_ARBEITSANWEISUNGEN_
A: Welche beiden Programme werden im Text zur Umweltsoziologie miteinander verglichen?
B: Kopiere aus dem Text zur Umweltsoziologie wortgetreu den Abschnitt, der mit den Worten „Die vorliegende Arbeit“ anfängt und mit „bislang kaum erforscht.“ aufhört.
C: Schreib den Text zur Umweltsoziologie im Anschluss an seinen letzten Satz weiter.

_TEXTABSCHNITT_
┌──

Die vorliegende Arbeit leistet einen Beitrag zu Umweltsoziologie und Wissenschaftssoziologie. Der erste Teil präsentiert einen neuen Forschungsansatz, um die Rolle von Forschung, Technologie und Innovation (engl. STI) für eine nachhaltige Entwicklung empirisch zu untersuchen. Im Zentrum dieser Analyse steht der Begriff der STI-Kapazität. Der zweite Teil untersucht internationale Kooperation in Umweltwissenschaften. Einen Schwerpunkt bildet der Vergleich des Internationalen Geosphären-Biosphären Programms (IGBP) und des Internationalen Hydrologischen Programms (IHP) der Unesco. Diese Fälle stehen exemplarisch für neue Organisationsformen zum Aufbau globalen Umweltwissens - im doppelten Sinn globaler Umweltbeobachtung und einer weltweiten Wissensverbreitung. Derartige Kooperationsprogramme sind aus institutionalistischer Sicht jedoch bislang kaum erforscht.

└──

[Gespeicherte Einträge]
┌──

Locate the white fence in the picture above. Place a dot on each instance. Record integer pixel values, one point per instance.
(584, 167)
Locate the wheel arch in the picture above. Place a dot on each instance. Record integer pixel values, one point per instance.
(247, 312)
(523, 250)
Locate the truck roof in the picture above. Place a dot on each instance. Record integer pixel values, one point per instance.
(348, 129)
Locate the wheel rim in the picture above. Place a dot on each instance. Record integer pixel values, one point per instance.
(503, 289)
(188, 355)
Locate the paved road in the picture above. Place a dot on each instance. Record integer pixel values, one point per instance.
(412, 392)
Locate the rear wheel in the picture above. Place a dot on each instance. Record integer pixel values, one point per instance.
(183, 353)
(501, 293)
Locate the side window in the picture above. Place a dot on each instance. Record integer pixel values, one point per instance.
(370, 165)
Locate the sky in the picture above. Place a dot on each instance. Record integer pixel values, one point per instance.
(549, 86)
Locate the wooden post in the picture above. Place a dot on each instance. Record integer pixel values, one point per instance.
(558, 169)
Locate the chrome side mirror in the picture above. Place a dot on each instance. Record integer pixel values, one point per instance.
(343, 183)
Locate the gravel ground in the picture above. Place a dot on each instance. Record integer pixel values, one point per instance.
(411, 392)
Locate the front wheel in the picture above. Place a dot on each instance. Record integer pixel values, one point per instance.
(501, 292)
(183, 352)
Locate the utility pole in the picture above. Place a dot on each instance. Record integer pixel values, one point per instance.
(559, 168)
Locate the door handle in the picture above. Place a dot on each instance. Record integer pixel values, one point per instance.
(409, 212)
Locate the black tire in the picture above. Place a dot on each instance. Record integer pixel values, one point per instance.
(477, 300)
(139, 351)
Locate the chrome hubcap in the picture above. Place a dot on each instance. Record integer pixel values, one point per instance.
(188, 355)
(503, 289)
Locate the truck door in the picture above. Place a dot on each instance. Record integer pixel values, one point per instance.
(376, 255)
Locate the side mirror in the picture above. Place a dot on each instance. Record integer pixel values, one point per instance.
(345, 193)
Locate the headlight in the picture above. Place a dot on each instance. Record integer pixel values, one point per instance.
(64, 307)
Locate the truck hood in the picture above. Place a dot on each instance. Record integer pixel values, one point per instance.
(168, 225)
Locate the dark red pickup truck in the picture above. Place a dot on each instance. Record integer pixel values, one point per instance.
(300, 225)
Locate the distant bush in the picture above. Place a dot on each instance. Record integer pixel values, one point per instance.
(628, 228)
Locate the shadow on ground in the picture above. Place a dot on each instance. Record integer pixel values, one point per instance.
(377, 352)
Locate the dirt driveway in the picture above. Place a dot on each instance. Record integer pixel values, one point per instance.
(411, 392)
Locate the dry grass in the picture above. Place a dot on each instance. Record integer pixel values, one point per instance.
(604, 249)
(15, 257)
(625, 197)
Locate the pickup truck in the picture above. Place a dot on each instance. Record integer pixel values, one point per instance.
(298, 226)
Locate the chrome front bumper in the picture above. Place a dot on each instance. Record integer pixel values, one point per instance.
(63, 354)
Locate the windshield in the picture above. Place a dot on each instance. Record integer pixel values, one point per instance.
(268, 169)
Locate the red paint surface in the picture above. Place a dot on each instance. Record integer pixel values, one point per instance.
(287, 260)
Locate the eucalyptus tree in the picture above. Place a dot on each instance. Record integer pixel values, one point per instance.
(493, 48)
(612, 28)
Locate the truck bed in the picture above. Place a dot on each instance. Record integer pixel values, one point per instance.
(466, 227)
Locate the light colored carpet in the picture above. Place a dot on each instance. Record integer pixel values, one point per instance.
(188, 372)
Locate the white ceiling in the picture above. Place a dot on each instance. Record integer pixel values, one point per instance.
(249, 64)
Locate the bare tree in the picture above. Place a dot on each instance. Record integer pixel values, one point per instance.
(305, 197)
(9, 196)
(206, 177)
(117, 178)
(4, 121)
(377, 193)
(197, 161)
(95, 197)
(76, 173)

└──

_ANTWORTEN JE AUFGABE_
A: Das Internationale Geosphären-Biosphären Programm (IGBP) und das Internationale Hydrologische Programm (IHP) der Unesco.

B:
Die vorliegende Arbeit leistet einen Beitrag zu Umweltsoziologie und Wissenschaftssoziologie. Der erste Teil präsentiert einen neuen Forschungsansatz, um die Rolle von Forschung, Technologie und Innovation (engl. STI) für eine nachhaltige Entwicklung empirisch zu untersuchen. Im Zentrum dieser Analyse steht der Begriff der STI-Kapazität. Der zweite Teil untersucht internationale Kooperation in Umweltwissenschaften. Einen Schwerpunkt bildet der Vergleich des Internationalen Geosphären-Biosphären Programms (IGBP) und des Internationalen Hydrologischen Programms (IHP) der Unesco. Diese Fälle stehen exemplarisch für neue Organisationsformen zum Aufbau globalen Umweltwissens - im doppelten Sinn globaler Umweltbeobachtung und einer weltweiten Wissensverbreitung. Derartige Kooperationsprogramme sind aus institutionalistischer Sicht jedoch bislang kaum erforscht.

C:
Der Begriff der STI-Kapazität bezieht sich auf das Umweltpolitik-Modell von M. Jänicke. Diesem Modell zufolge umfasst umweltpolitische Kapazität die längerfristigen, strukturellen Bedingungen politischer Handlungsfähigkeit in Abgrenzung von kurzfristigen, situativen Handlungsbedingungen der Tagespolitik. Jänicke geht davon aus, dass moderne Gesellschaften ein großes Potenzial zur Steigerung ihrer umweltbezogenen Problemlösefähigkeit besitzen, auch wenn diese Fähigkeiten bislang nicht ausreichen, um zentrale Umweltprobleme dauerhaft zu lösen. Die Kapazitätsentwicklung stellt somit eine strategische Aufgabe der Umweltpolitik dar. Während Jänicke den Kapazitätsbegriff auf das politische System anwendet, geht es in der vorliegenden Arbeit um das Wissenschaftssystem und um die Innovationsfähigkeit in Wirtschaft und Gesellschaft. STI-Kapazität ist die Fähigkeit einer Gesellschaft, Wissen und technologische Neuerungen zu schaffen und anzuwenden. Der Kapazitätsaufbau ist Teil eines umfassenden gesellschaftlichen Wandels angesichts begrenzter ökologischer Lebensgrundlagen.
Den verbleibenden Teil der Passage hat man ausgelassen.